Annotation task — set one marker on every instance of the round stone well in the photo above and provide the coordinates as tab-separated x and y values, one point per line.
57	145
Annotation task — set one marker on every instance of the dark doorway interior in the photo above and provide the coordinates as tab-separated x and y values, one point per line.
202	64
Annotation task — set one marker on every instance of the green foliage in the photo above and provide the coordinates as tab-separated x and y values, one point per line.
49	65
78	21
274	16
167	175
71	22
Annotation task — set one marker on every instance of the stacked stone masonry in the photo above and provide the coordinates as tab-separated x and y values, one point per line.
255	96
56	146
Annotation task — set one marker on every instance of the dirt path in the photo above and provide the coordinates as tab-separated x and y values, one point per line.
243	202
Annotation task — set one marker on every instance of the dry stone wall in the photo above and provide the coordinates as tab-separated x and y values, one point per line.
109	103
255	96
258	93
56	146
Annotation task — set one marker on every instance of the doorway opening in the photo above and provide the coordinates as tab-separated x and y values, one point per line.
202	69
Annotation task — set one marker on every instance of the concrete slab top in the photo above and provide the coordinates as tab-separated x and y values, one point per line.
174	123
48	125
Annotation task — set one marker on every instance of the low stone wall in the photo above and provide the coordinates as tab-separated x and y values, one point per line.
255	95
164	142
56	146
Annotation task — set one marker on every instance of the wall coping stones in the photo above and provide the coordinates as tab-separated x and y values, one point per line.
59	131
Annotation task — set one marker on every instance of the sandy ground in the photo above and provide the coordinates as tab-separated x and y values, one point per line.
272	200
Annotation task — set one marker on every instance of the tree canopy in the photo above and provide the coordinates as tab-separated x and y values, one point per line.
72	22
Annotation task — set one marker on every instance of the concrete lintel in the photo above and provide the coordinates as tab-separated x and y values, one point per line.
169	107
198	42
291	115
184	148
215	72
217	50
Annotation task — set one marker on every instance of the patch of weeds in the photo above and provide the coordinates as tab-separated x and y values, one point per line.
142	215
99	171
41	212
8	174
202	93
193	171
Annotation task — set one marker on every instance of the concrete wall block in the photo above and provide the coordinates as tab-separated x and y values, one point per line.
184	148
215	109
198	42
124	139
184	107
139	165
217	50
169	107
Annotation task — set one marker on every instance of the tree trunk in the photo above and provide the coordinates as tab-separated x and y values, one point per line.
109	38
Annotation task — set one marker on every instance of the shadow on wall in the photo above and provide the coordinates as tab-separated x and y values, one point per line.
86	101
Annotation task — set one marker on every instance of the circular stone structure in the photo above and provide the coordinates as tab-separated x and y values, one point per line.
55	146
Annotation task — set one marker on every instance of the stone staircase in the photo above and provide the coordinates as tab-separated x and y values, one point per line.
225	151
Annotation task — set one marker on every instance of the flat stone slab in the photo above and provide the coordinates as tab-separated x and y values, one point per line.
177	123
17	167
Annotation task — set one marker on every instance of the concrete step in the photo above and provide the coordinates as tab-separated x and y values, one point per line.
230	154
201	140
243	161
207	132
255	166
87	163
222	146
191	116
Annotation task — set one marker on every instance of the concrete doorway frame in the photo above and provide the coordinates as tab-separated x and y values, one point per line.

WHAT TO PRODUCE: Make an exact transcription of the entries.

YOUR RESPONSE:
Annotation task — set one marker on every instance of the round stone well in the photo above and provide the coordinates as tab-separated x and y values, one point per line.
57	145
Annotation task — set one marker on every instance of the dark doorway interior in the photo above and provide the coordinates as tab-separated x and y values, one point per line.
202	64
Annotation task — set one marker on every instance of the green foliage in the photo above and provide the coordinates as tab-separated x and y values, one point per line.
49	65
78	21
274	16
167	175
71	22
Annotation task — set one marker on every instance of the stacked stone masonry in the photo above and provide the coordinates as tab-separated x and y values, one point per line.
255	96
56	146
Annotation task — set one marker on every instance of the dirt path in the photo above and provide the coordinates as tab-separated x and y values, one point per line.
243	202
Annotation task — set one marker on every instance of the dry stone wall in the photo above and provide the coordinates as tab-separated x and y values, one point per line.
109	103
255	96
258	93
56	146
Annotation task — set one marker on every instance of the doorway opening in the photo above and provide the coordinates as tab-separated x and y values, one point per line.
202	69
Annotation task — set one marker on every instance of the concrete slab top in the photo above and provide the coordinates as tab-separated x and y values, one point per line.
174	123
48	125
Annotation task — set one marker on every instance of the low stone wall in the photo above and provide the coordinates as tab-separated x and y values, one point per line.
255	95
164	142
56	146
Annotation task — set one marker on every instance of the wall coping stones in the photo above and provide the coordinates as tab-separated x and y values, one point per line.
59	131
Annotation task — set one marker on every instance of the sandy ground in the photo above and provide the coordinates as tab-separated x and y values, one point per line.
272	200
Annotation task — set one marker on every instance of the tree canopy in the photo above and provide the coordinates as tab-separated x and y values, one point per line.
72	22
Annotation task — set one marker on every instance of the concrete lintel in the photo above and provide the coordinates as tab-separated x and y values, one point per line.
169	107
198	42
291	115
184	148
215	72
217	50
Annotation task — set one marker on every instance of the patch of weeds in the photo above and provide the coordinates as tab-separated x and y values, one point per line.
142	215
99	171
41	212
8	174
202	93
193	171
Annotation task — set one marker on every instance of the concrete wall block in the photo above and provide the coordinates as tab-separated x and y values, one point per line.
184	148
215	109
198	42
124	139
184	107
139	165
217	50
169	107
Annotation task — set one marker on every instance of the tree trunk in the photo above and provide the coordinates as tab-separated x and y values, one point per line.
109	38
Annotation task — set one marker on every instance of the shadow on wall in the photo above and provide the coordinates as tab-separated x and y values, one point per line.
86	101
Annotation task — set one marker on every instance of the circular stone structure in the photo above and provide the coordinates as tab-separated x and y values, one point per line.
55	146
Annotation task — set one marker on every instance of the stone staircase in the photo above and provide the coordinates as tab-separated x and y values, one point per line.
225	151
Annotation task — set one marker on every instance of the flat stone slab in the photo above and provide the coordinates as tab-separated x and y values, one point per line.
177	123
17	167
Annotation task — set one marker on every instance of the concrete step in the photo above and provide the coordinates as tab-separated x and y values, one point per line.
230	154
201	140
243	161
207	132
255	166
87	163
222	146
191	116
Annotation task — set one marker on every instance of the concrete doorway frame in the photo above and provide the coordinates as tab-separated x and y values, one point per line.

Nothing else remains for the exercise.